=== Document extract ===

Most of the versions of Anything Goes end with a short medley of "You're the Top" and "Anything Goes," though the 1934 script just has a stage direction saying they reprise "Anything Goes."

As you can see from that tour through the score, the '62 revival version didn't just add a bunch of Porter songs, it also cut four songs from the original: "There Will Always Be a Lady Fair," "Where Are the Men?", "Buddie Beware," and "The Gypsy in Me." The 1987 revival put these last two back in, along with a song cut from the original, "Easy to Love," which was too rangy for the original Billy. The later revivals also added Porter's "Goodbye, Little Dream, Goodbye,"first written for the movie Born to Dance but cut, then added and cut again from Red, Hot, and Blue, finally landing as the only song in Terrence Rattigan's London play, O Mistress Mine.

Now... take a look back over this post and the many songs mentioned, all of them really great. That man could crank out amazing music and lyrics like nobody else I can think of. He would write dozens of songs for every show, knowing that two-thirds of them would be discarded.

I once had an exercise in a musical theatre class in college. The prof gave us a piece of sheet music with no lyrics. We had to write a new lyric to this existing music. Even for someone like me who writes musicals, this was a cool exercise, something I usually don't have to do. It turned out the music was some unknown "cut" Cole Porter song. (My lyric was called, "Ethel, Go Away.") Porter wrote so much. And so much of it is amazing.

===

- What is required: Retype the part of the passage about Cole Porter's songs that begins with the words "Now... take a" and ends with "would be discarded.".

=== Rows ===

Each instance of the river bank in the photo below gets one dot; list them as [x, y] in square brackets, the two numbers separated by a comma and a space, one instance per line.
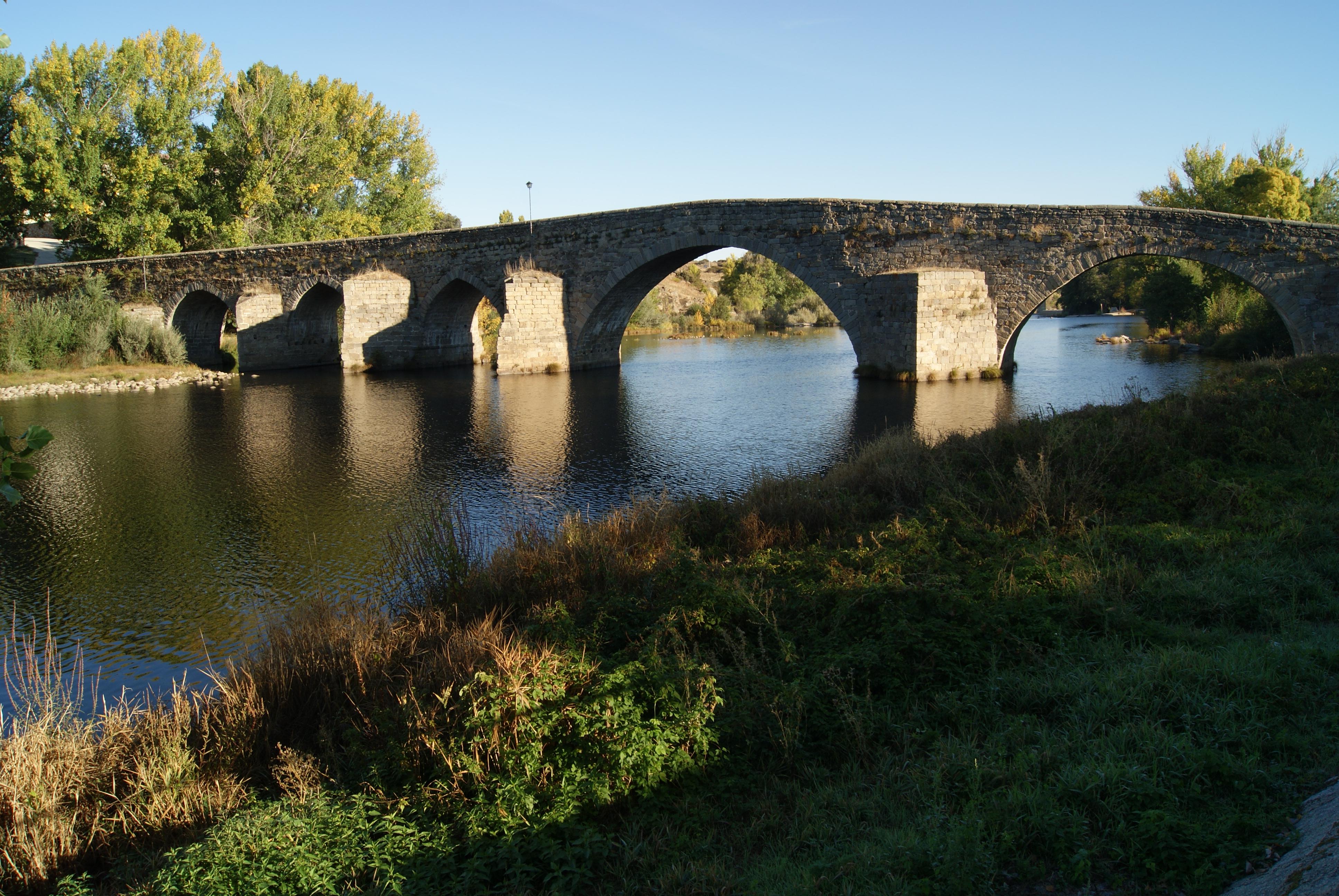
[108, 378]
[1010, 658]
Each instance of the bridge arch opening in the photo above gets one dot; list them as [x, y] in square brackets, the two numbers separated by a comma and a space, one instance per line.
[460, 327]
[713, 287]
[316, 327]
[1184, 302]
[200, 319]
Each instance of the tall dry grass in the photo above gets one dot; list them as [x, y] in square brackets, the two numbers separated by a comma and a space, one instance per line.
[75, 784]
[330, 686]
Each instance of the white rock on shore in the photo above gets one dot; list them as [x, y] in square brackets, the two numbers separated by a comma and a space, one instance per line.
[1311, 868]
[95, 385]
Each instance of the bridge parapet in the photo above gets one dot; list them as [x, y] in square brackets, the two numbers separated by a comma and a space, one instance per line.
[871, 262]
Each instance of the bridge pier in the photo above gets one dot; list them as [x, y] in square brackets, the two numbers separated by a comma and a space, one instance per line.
[922, 325]
[533, 338]
[261, 330]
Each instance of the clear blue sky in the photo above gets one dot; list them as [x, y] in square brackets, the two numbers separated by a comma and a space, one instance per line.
[623, 104]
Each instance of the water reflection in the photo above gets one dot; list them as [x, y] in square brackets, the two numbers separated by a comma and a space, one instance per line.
[167, 524]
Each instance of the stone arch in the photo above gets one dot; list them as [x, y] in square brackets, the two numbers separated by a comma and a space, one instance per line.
[467, 278]
[307, 284]
[607, 314]
[315, 326]
[198, 314]
[1078, 264]
[448, 325]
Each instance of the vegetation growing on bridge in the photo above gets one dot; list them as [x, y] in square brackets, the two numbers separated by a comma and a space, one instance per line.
[1098, 646]
[1206, 305]
[150, 148]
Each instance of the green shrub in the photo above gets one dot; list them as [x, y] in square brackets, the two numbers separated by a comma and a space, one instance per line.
[167, 346]
[133, 337]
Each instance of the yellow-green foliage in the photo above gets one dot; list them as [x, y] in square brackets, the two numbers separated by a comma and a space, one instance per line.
[81, 329]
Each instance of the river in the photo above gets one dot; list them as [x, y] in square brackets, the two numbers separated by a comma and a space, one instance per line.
[165, 525]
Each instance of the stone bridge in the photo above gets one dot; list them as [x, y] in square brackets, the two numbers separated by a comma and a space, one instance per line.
[922, 288]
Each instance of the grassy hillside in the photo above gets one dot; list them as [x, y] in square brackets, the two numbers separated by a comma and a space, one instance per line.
[1098, 647]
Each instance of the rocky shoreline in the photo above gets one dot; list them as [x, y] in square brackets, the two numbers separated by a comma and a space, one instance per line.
[97, 385]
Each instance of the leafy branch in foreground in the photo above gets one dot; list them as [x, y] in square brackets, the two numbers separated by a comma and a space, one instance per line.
[12, 467]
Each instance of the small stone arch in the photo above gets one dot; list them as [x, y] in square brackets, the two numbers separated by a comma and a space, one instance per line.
[1082, 263]
[462, 277]
[315, 326]
[304, 286]
[197, 311]
[448, 327]
[606, 315]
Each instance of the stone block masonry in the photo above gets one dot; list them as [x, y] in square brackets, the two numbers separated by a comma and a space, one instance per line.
[533, 338]
[377, 309]
[922, 288]
[955, 325]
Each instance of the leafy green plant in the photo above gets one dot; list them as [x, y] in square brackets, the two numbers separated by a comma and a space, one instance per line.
[14, 468]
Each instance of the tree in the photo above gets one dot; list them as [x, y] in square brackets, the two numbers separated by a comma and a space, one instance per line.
[291, 160]
[1273, 184]
[761, 288]
[149, 148]
[108, 144]
[12, 73]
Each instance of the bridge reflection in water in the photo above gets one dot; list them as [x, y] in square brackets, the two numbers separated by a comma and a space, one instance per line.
[168, 524]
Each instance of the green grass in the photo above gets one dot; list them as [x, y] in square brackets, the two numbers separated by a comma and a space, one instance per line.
[1096, 647]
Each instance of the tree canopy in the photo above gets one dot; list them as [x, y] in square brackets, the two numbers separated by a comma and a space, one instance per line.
[152, 148]
[1271, 184]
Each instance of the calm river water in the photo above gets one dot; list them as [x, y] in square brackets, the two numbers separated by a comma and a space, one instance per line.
[167, 524]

===

- Answer to this exercise:
Now... take a look back over this post and the many songs mentioned, all of them really great. That man could crank out amazing music and lyrics like nobody else I can think of. He would write dozens of songs for every show, knowing that two-thirds of them would be discarded.